- [DOCUMENTFRAGMENT]
Groep 8

RETRIEVERS, SPANIELS & WATERHONDEN

Hieronder een greep uit de verschillende rassen die in de groep van de Retrievers, Spaniels & Waterhonden zijn ingedeeld.

Amerikaanse Water Spaniel

Barbet *

Clumber Spaniel

Ierse Water Spaniel

Nova Scotia Duck Tolling Retriever

Perro De Agua Espanol

Sussex Spaniel

AMERIKAANSE COCKER SPANIEL

herkomst

Een in Amerika uit Engelse Cocker Spaniels gefokte jachthond, die zich vooral onderscheidt van de Engelse Cocker Spaniel in lichaamsbouw, hoofd en beharing. Waar de stamvader van de Engelse Cocker Spaniel Obo is, een in 1879 geboren reu, stammen de Amerikaantjes van Obo II, die in 1880 naar Amerika ging. De Cocker Spaniel werd in 1883 in Amerika erkend, maar pas in 1946 erkende de Amerikaanse Kennel Club de Engelse en Amerikaanse Cocker als aparte variëteiten en kregen beide rassen een eigen standaard.

- [TE VOLGEN INSTRUCTIES] Geef het vervolg van de tekst over de hondenrassen van groep 8, direct aansluitend op de laatste zin.

- [VERSTREKTE GEGEVENS]
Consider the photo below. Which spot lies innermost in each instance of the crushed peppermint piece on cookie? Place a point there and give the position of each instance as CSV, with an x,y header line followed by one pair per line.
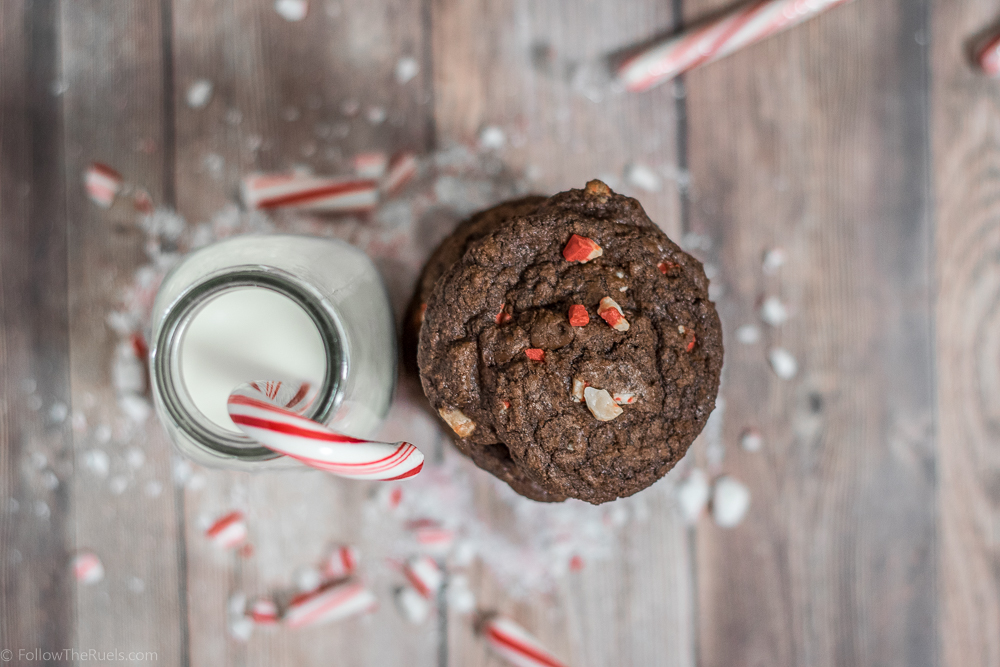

- [UITVOER VAN OPDRACHT]
ras

Stevig en compact lichaam met een sterke, licht aflopende ruglijn. Het hoofd is fijn besneden en edel en heeft een duidelijke stop. De ogen zijn rond en vol en hebben een intelligente en vragende uitdrukking. De oren zijn lang en lobvormig.

De vacht is op het hoofd kort en fijn, op het lichaam lang met voldoende ondervacht. De vacht moet zijdeachtig, glad of licht golvend en niet te overvloedig zijn. De kleuren zijn o.a. eenkleurig zwart, bruin, blond tot rood, zwart of bruin met tan-aftekening en bont: wit met zwart, wit met bruin en wit met rood, ook met tan-aftekening (driekleur).

De schofthoogte van de Amerikaanse Cocker Spaniel ligt tussen de 35 en 40 cm. Het gewicht is gemiddeld 10 kilo.

Karakter

Past zich gemakkelijk aan, intelligent, gehoorzaam, levendig. Vrij en vrolijk, gelijkmatig van karakter, zonder een zweem van angst.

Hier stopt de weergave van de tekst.